Copy out, word for word, the part of the rows below that opens with the line containing "Expected output: a single point for each instance of the water" and continues through the final row, including both of those lines.
---- Source data
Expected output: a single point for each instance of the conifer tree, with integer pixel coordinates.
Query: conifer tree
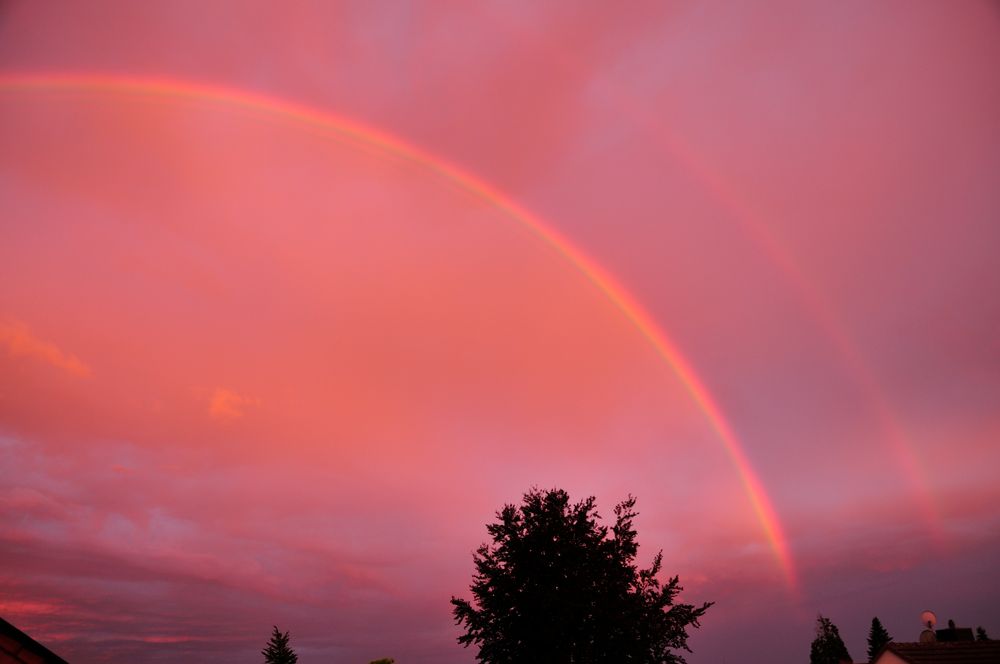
(278, 651)
(828, 647)
(877, 638)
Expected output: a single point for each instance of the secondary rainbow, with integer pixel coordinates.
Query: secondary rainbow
(335, 126)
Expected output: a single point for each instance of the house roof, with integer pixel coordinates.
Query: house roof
(16, 646)
(947, 652)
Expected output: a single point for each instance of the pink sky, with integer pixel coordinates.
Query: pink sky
(255, 371)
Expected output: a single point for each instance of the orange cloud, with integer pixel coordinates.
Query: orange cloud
(21, 343)
(228, 405)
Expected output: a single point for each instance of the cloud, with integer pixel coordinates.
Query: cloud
(20, 342)
(228, 405)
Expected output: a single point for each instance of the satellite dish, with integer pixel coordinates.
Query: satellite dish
(928, 619)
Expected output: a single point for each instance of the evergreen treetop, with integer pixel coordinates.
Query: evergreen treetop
(878, 636)
(828, 647)
(278, 651)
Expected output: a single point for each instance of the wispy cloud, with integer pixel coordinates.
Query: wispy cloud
(228, 405)
(20, 342)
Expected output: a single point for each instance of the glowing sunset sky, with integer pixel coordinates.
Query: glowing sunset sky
(293, 298)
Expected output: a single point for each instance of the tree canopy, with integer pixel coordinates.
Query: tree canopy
(878, 636)
(278, 651)
(828, 647)
(556, 586)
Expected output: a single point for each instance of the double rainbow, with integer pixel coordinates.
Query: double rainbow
(336, 126)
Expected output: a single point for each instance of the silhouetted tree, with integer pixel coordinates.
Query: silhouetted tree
(878, 636)
(555, 587)
(828, 647)
(277, 650)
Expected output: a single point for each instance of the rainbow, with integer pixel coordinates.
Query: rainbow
(335, 126)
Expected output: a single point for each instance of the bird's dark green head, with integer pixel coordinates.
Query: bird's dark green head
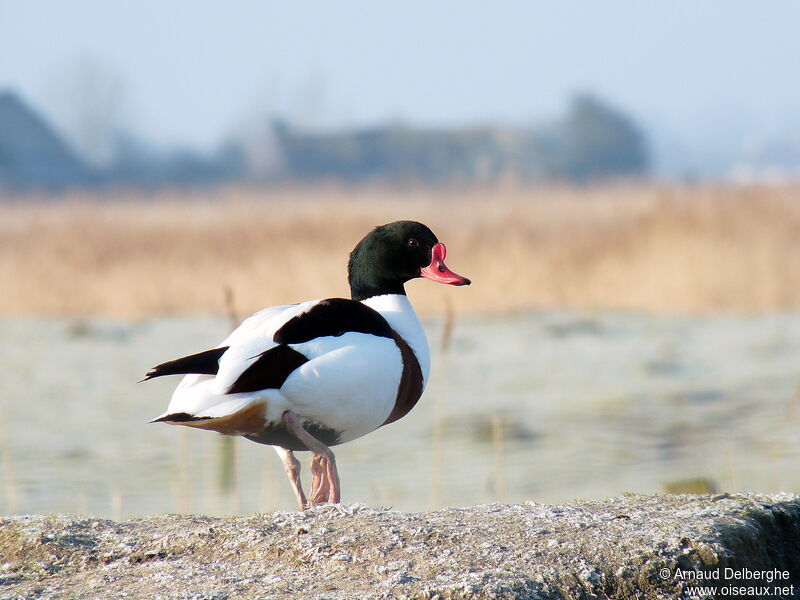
(392, 254)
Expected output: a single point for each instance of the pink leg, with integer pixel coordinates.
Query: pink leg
(292, 467)
(325, 485)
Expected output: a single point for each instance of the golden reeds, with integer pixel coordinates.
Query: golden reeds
(656, 247)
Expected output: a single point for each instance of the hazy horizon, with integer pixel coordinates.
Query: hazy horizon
(705, 81)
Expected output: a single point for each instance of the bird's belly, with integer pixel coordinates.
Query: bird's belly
(343, 393)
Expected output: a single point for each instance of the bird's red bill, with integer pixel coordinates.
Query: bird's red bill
(438, 271)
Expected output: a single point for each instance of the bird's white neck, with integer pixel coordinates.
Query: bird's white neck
(399, 313)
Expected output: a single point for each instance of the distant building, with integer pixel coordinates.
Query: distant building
(31, 152)
(593, 141)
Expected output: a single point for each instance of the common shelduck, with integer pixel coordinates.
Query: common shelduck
(312, 375)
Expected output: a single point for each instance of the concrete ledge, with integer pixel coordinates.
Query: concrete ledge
(627, 547)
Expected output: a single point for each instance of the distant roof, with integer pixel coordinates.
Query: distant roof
(31, 152)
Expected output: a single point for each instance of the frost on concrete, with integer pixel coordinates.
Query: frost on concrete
(627, 547)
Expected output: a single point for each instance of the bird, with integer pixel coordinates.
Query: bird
(308, 376)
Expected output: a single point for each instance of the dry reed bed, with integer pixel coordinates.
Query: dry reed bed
(657, 248)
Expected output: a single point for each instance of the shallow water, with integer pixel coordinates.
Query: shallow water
(543, 406)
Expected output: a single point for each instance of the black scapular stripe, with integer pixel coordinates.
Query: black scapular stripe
(202, 363)
(270, 370)
(179, 418)
(333, 317)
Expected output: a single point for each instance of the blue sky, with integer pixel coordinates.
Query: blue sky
(696, 74)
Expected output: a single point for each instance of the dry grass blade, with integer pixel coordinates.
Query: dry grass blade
(657, 247)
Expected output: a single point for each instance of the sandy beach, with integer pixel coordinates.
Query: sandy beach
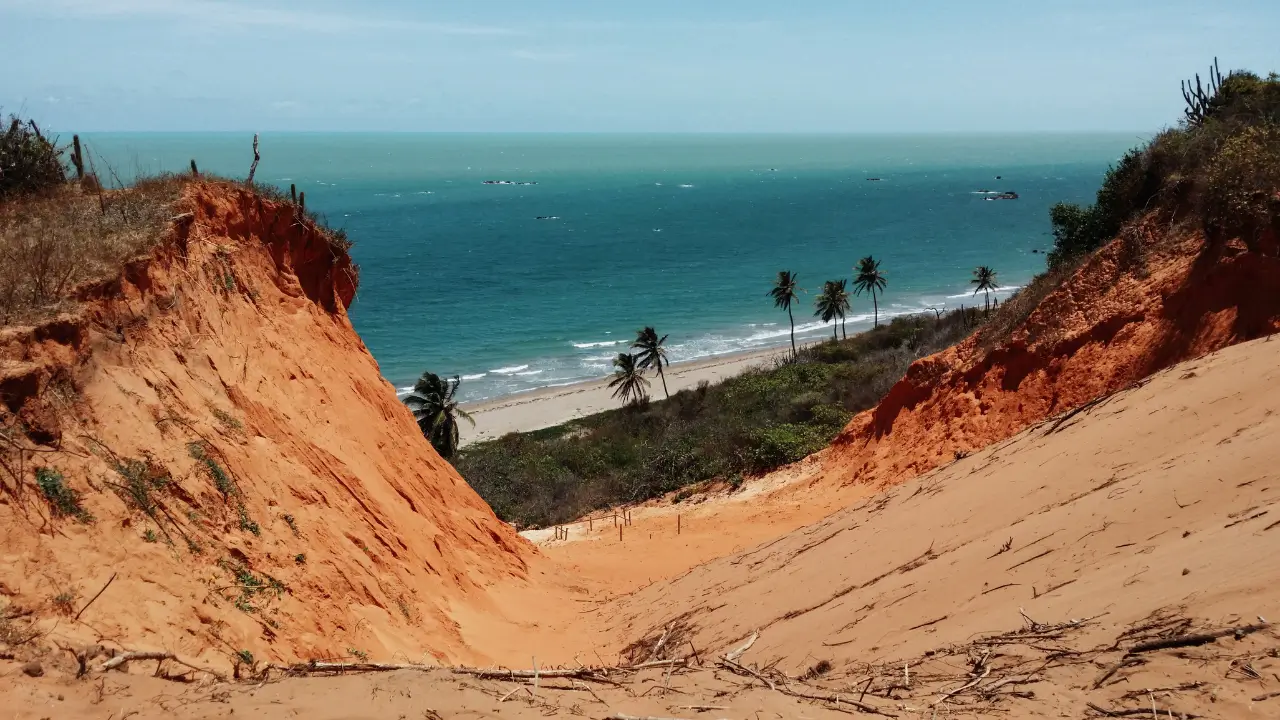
(554, 405)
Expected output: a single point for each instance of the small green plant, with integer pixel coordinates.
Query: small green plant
(63, 500)
(64, 602)
(141, 479)
(246, 522)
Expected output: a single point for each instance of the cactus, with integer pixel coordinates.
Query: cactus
(1200, 104)
(77, 158)
(254, 167)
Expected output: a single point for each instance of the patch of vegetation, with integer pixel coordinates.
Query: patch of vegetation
(30, 162)
(1220, 165)
(748, 424)
(62, 500)
(227, 419)
(224, 483)
(142, 478)
(222, 479)
(59, 229)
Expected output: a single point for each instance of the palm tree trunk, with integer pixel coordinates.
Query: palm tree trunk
(790, 317)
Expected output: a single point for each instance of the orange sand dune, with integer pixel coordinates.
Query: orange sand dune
(234, 333)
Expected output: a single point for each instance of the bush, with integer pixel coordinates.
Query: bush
(30, 162)
(63, 500)
(1223, 168)
(750, 423)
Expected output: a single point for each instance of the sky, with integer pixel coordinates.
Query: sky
(620, 65)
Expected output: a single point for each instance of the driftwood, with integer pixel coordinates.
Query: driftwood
(256, 158)
(95, 597)
(1196, 639)
(119, 660)
(314, 666)
(621, 716)
(832, 698)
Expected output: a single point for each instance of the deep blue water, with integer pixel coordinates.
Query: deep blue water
(680, 232)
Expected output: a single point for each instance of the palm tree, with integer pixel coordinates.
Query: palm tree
(869, 278)
(629, 379)
(784, 294)
(434, 406)
(831, 304)
(984, 278)
(652, 352)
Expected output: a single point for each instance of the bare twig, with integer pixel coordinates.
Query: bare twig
(95, 597)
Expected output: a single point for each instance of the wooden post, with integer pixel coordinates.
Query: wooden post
(256, 158)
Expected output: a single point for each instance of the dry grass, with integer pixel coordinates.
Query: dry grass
(50, 244)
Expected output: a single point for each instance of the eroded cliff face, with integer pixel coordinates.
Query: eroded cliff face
(254, 482)
(1152, 297)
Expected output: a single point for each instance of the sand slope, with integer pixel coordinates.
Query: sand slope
(1150, 514)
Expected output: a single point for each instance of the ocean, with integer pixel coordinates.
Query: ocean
(542, 282)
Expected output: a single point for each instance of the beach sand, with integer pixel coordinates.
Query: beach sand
(554, 405)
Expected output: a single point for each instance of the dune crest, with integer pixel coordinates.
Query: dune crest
(254, 482)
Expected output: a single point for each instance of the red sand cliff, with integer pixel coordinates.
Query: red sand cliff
(233, 333)
(1150, 299)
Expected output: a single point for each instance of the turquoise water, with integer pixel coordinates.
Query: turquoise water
(680, 232)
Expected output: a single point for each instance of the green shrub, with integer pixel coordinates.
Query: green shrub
(62, 500)
(1223, 168)
(749, 423)
(1243, 180)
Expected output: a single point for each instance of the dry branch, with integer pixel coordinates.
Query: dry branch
(1197, 639)
(119, 660)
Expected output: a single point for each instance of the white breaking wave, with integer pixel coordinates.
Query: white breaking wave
(1001, 290)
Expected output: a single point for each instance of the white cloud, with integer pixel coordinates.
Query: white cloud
(234, 14)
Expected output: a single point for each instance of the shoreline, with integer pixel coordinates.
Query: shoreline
(549, 406)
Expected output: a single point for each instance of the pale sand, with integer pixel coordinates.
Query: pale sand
(554, 405)
(1029, 559)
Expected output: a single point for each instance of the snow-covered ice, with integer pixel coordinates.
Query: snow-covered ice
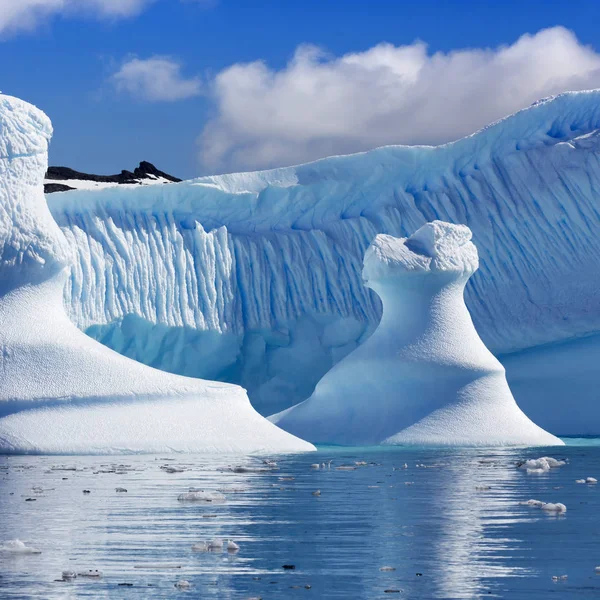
(61, 391)
(424, 376)
(255, 278)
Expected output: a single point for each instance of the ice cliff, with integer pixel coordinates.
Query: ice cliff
(424, 376)
(255, 278)
(61, 391)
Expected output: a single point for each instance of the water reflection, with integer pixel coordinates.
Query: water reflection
(448, 526)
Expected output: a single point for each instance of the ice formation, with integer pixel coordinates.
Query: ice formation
(424, 376)
(62, 392)
(255, 278)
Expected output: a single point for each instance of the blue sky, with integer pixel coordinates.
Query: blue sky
(110, 112)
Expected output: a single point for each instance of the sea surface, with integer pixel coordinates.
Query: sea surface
(448, 525)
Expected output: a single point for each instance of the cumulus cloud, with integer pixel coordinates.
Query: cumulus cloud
(16, 15)
(318, 105)
(155, 79)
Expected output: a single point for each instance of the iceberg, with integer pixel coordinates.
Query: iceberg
--------
--- Completed task ---
Expected output: a single point for each instance of the water reflection, with integer pixel coordinates.
Query: water reflection
(448, 526)
Expected output: a single point for each instance of the ice formation, with integer pixel coordinates.
Query: ice formation
(424, 376)
(62, 392)
(255, 278)
Expected output: a single point for each instance of the blue sky, with integer pixel coordinates.
Query: blue sky
(110, 112)
Expected output: a single point for each instance of the sea surface, with integer pixel coordinates.
Query: sea surface
(448, 525)
Expected output: a single point for each instance of the cumulus cloud, with integer pixel coordinates.
Query: cumulus cloud
(16, 15)
(318, 105)
(155, 79)
Expected output: a single point for each instance of the iceberg, with integer pixel coordinates.
Query: iceberg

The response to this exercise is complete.